• Extract provided:

Chicago casino feasibility study finds 'onerous' tax structure would impede profits

CHICAGO (WLS) -- A study on where to build a new Chicago casino determined that none of the five locations under consideration would be financially feasible because of high taxes and fees.

Mayor Lori Lightfoot said she was not surprised by the study. She previously raised one of the very concerns cited in the report. Now she says she'll work with the governor and lawmakers to make things right and make a Chicago casino a reality.

Casino gambling in Chicago was authorized this year by the General Assembly. Under the law, a Chicago casino operator would have to pay a $250,000 application fee upfront, a $15 million "reconciliation" fee when the license is issued and up to $120 million in gambling position fees.

A Chicago casino has the potential to be the highest-grossing casino in the state, according to the feasibility study. But the current onerous tax structure, particularly the 33 percent privilege tax enacted by the General Assembly, will make it nearly impossible for any of the current proposed sites to turn a profit.

"First and foremost, we've got to get this tax structure right because otherwise we're talking about something that can't be done," Lightfoot said.

Lightfoot requested that five sites be evaluated, one on the West Side and four on the South Side.

The report listed the old Michael Reese Hospital site as having the highest potential revenue, but it would only turn about a three percent profit, which is well below the average 23 percent profit margin of other casinos in the region.

• Data records:
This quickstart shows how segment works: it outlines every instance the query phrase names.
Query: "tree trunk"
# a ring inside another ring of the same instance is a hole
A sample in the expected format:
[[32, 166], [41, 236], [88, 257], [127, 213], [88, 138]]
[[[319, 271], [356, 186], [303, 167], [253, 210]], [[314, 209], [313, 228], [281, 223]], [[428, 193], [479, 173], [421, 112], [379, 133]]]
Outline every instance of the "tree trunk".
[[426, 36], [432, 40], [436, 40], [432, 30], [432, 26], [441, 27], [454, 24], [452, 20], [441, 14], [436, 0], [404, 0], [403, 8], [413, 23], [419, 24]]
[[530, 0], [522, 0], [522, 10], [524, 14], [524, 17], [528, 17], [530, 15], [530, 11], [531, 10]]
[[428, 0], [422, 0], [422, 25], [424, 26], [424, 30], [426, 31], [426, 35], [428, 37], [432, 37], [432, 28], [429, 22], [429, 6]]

• Problem to solve: Continue the news article about the Chicago casino feasibility study from its last sentence.

• Result of the exercise:
"I think they listened, but I think that they had to be shown what we were saying and I think that the truth is abundantly clear now," Lightfoot said.

But state Senator Terry Link, the gaming bill's chief sponsor, said another feasibility study should be done with locations that might actually be viable before Lightfoot asks legislators to rewrite the bill.

Governor JB Pritzker has pledged to work with the mayor and lawmakers to get things done.

"I'm very confident we'll get there," Pritzker said. "I think everyone has the right mindset about it and all of us want the city and the state as well as the jobs that will come with the casino. We all want it to succeed."

The Illinois Gaming Board now has 90 days to make recommendations on what to do next.

The mayor's office also released the results of a community input survey on Tuesday. The 10,000 responses indicated that downtown was the most favored location for a casino, but increased traffic and congestion were big concerns.